** BEGIN Passage provided **

Ancestral Vision and Sword of the Meek Will Revolutionise Modern, And Here’s How, by Matt Gregory

Ancestral Vision and Sword of the Meek Will Revolutionise Modern, And Here's How by Matt Gregory

Ancestral Vision and Sword of the Meek Will Revolutionise Modern, And Here’s How

Back in January, immediately after Splinter Twin was banned from Modern, I wrote an article explaining my fears that Modern would rapidly degenerate into a tedious format where only highly linear strategies were truly viable. That ended up being broadly what happened, albeit for a very different reason than I had anticipated. Like most people before the Pro Tour, I was not yet aware of just how broken the Eldrazi deck would turn out to be.

In the weeks leading up to the latest Banned and Restricted List announcement, we all knew that one of either Eye of Ugin or Eldrazi Temple was going to get the axe, and it was a moment of relief that many players, who had temporarily (and not unreasonably) fled from Modern, were looking forward to. I, however, was feeling less optimistic. Even though the Eldrazi menace would be relegated from being essentially the only Tier One deck going to an also-ran, I still felt that my prediction of a format full of fast, low-variance combo and aggro strategies with no viable control decks to hold them in check would hold true.

And now we’ll never know, because Wizards threw us all a huge bone. Ancestral Vision, one of the highest-impact draw spells of the Modern era, was unbanned alongside Sword of the Meek, ready to team up once again with its old partner in crime Thopter Foundry. Personally I love these changes. Not simply because rational unbans are something I generally believe are a good thing for deck diversity, but because I believe these cards open the door to multiple non-linear decks which have the potential to keep the format’s various lightning-speed combo decks in line. Both of these cards, in their own unique way, promote longer and more interactive games, and as far as I’m concerned that’s great news for Modern.

Today I’m going to discuss how I expect these newly unbanned cards to impact the format and provide some starting points for those of you looking to build around them, complete with a few first drafts of decks I’m looking forward to testing out. Enjoy!



One of the reasons I love the Ancestral Vision unban is that it’s a card that forces a player using it to try and create longer games. Longer games mean more interaction points, and more interaction points generally mean more interesting matches. The power level of this card is, obviously, huge. One mana for three cards is an incredible deal, and of course has to come at a price – you have to wait four full turn cycles to get your hands on those three cards (whilst remembering to remove a time counter upon your upkeep of course).

** END Passage provided **

= Problem to solve =
From the Modern unbans article, extract the part that begins at the words "And now we’ll" and stops after "news for Modern.". The listing that comes next has no connection to the article on the Modern unbans.

** BEGIN Data **

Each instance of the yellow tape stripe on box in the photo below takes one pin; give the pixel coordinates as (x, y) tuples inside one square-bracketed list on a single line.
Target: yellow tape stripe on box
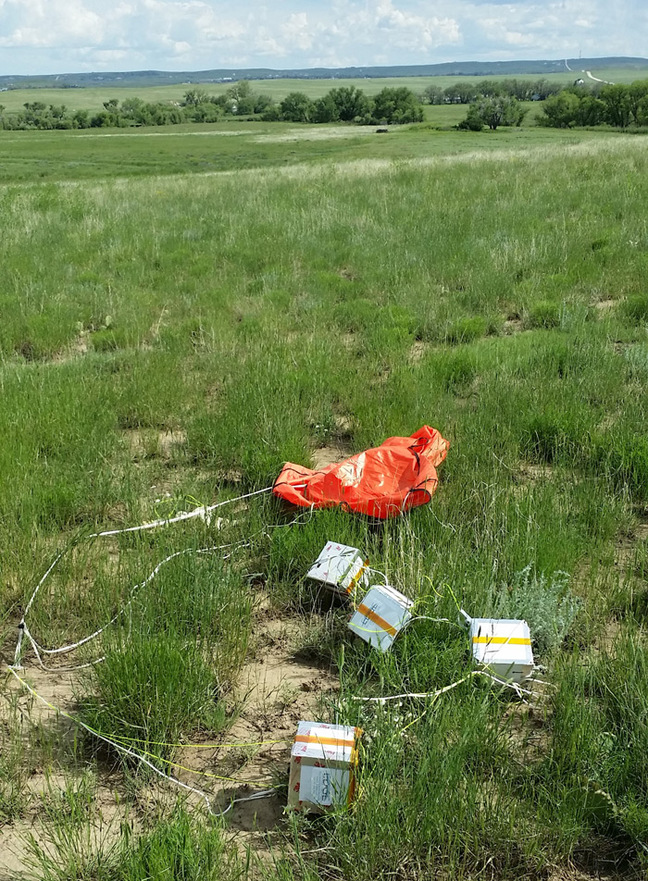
[(502, 640), (324, 741), (384, 625), (356, 578)]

** END Data **

= Result =
And now we’ll never know, because Wizards threw us all a huge bone. Ancestral Vision, one of the highest-impact draw spells of the Modern era, was unbanned alongside Sword of the Meek, ready to team up once again with its old partner in crime Thopter Foundry. Personally I love these changes. Not simply because rational unbans are something I generally believe are a good thing for deck diversity, but because I believe these cards open the door to multiple non-linear decks which have the potential to keep the format’s various lightning-speed combo decks in line. Both of these cards, in their own unique way, promote longer and more interactive games, and as far as I’m concerned that’s great news for Modern.